Texto extraído >>
-=-=-=-=-

No momento posterior, os licenciandos tiveram a oportunidade de estabelecer um diálogo formativo, com a elaboração de questionamentos sobre elementos e fatores que se fizeram/fazem presentes no percurso de vida, de trabalho e de formação do professor da Educação Básica. Buscou-se, com isso, respostas às suas inquietações individuais e coletivas, a partir do diálogo com os colegas licenciandos e com o professor convidado. Nesse aspecto, os temas foram surgindo de modo espontâneo e são apresentados/discutidos nos tópicos seguintes.

Processo formativo inicial

A primeira indagação dos licenciandos referiu-se às reverberações do processo formativo inicial na ação docente, em que foi explicitado o seguinte questionamento: “Quais as contribuições e limitações do processo formativo inicial, que o senhor vivenciou, para o trabalho docente?” (Estudante 1). O professor de Matemática da Educação Básica respondeu o seguinte:

A formação inicial representa um momento de preparação formal para o exercício docente, em adequação às questões legislatórias educacionais. Desse modo, para desenvolver esta profissão, é necessário possuir habilitação em nível superior. Como aspecto limitador da formação inicial, enfatizo o privilégio aos conhecimentos específicos, em oposição à equidade com as questões didático-pedagógicas, uma vez que estes são elementos constituintes do repertório de estratégias docentes. Destaco as contribuições do Estágio como campo de conhecimento da complexidade que perpassa à docência, em que as experiências que vivenciei buscaram estabelecer relação dialógica com alunos, professores e gestão, em situações reais de ensino, se constituindo como fator de análise, reflexão e aprendizagem da docência. (Professor de Matemática. Dados da pesquisa).

-=-=-=-=-

Linhas de dados >>
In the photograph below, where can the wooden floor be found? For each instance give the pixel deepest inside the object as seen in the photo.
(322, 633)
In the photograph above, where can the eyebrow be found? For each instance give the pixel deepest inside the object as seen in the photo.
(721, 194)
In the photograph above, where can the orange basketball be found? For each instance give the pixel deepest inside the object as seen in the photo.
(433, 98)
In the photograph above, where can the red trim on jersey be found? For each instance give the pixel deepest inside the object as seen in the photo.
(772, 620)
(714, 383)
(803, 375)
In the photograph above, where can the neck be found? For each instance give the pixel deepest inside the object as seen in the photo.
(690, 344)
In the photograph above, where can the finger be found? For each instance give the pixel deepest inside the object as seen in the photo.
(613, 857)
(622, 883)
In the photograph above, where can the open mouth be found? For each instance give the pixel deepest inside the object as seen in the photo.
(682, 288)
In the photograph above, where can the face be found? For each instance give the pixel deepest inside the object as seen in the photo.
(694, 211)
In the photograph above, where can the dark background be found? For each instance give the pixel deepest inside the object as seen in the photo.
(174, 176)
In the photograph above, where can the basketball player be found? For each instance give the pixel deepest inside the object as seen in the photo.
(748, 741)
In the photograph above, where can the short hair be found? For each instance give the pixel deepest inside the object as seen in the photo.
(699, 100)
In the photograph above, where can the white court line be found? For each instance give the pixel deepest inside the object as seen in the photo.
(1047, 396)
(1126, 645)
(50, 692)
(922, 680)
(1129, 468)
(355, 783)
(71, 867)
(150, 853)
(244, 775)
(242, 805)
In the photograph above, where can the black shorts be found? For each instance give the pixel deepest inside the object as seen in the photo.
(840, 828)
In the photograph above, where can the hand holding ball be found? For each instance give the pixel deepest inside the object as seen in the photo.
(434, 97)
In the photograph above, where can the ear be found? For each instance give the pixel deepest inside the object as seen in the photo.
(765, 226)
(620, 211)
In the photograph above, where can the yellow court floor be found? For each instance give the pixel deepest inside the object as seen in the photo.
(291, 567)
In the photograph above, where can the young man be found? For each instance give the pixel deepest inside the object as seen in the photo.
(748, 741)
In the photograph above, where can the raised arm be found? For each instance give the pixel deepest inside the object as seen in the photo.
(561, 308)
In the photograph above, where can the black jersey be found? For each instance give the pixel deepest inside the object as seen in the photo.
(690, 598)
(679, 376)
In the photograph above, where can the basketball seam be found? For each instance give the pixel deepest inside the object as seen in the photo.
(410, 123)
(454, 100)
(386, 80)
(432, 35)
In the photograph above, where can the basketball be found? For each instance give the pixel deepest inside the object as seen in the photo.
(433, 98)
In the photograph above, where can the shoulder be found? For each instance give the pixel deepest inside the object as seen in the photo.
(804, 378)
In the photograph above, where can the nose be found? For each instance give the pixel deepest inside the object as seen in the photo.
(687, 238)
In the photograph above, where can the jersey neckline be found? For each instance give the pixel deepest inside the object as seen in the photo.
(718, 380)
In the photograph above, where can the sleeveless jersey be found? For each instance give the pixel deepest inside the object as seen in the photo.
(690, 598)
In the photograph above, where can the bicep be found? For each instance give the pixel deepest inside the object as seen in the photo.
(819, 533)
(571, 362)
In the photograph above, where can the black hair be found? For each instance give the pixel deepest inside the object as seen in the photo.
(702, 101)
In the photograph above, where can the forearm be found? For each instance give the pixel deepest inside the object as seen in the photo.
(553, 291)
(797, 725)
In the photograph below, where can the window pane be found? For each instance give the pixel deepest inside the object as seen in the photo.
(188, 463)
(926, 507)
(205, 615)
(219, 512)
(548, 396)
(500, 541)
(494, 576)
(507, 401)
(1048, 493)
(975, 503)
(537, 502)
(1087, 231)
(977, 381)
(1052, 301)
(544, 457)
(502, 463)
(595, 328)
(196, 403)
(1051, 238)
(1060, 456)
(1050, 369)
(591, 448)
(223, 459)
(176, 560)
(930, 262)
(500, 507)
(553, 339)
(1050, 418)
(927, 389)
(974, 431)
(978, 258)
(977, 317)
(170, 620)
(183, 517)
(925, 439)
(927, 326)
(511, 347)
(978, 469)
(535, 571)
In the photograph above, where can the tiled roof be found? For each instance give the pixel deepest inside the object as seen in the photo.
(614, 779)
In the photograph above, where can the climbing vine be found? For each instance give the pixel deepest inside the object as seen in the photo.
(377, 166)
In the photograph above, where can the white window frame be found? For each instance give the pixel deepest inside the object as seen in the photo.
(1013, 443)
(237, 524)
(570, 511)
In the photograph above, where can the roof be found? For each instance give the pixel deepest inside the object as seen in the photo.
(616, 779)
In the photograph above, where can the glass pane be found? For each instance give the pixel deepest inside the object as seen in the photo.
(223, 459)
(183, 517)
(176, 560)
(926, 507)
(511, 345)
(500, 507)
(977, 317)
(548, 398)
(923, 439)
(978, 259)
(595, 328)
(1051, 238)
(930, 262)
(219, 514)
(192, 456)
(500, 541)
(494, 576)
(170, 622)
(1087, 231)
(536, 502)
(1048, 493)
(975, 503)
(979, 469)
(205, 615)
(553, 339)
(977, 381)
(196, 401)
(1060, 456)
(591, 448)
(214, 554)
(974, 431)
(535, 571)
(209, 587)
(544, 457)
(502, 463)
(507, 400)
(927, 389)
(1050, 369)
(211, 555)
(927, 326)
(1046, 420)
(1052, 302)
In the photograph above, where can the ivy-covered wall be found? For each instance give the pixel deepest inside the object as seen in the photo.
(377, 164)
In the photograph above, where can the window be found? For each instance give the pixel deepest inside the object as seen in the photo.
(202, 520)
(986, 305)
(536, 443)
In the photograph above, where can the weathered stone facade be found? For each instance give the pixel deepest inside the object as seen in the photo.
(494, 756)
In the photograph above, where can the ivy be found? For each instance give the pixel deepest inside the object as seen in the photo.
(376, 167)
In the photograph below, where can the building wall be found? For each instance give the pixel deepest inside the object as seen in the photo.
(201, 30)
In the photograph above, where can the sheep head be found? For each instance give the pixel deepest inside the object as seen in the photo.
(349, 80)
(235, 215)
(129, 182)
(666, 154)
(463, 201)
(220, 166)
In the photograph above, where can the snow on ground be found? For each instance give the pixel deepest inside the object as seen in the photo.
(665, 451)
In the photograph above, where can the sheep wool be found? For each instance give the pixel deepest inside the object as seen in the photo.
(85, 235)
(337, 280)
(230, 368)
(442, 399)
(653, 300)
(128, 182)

-=-=-=-=-

Redigite, sem nenhuma alteração, o trecho do texto extraído que vai de "No momento posterior, os" até "nos tópicos seguintes.". Por favor, baseie-se somente no texto extraído.

No momento posterior, os licenciandos tiveram a oportunidade de estabelecer um diálogo formativo, com a elaboração de questionamentos sobre elementos e fatores que se fizeram/fazem presentes no percurso de vida, de trabalho e de formação do professor da Educação Básica. Buscou-se, com isso, respostas às suas inquietações individuais e coletivas, a partir do diálogo com os colegas licenciandos e com o professor convidado. Nesse aspecto, os temas foram surgindo de modo espontâneo e são apresentados/discutidos nos tópicos seguintes.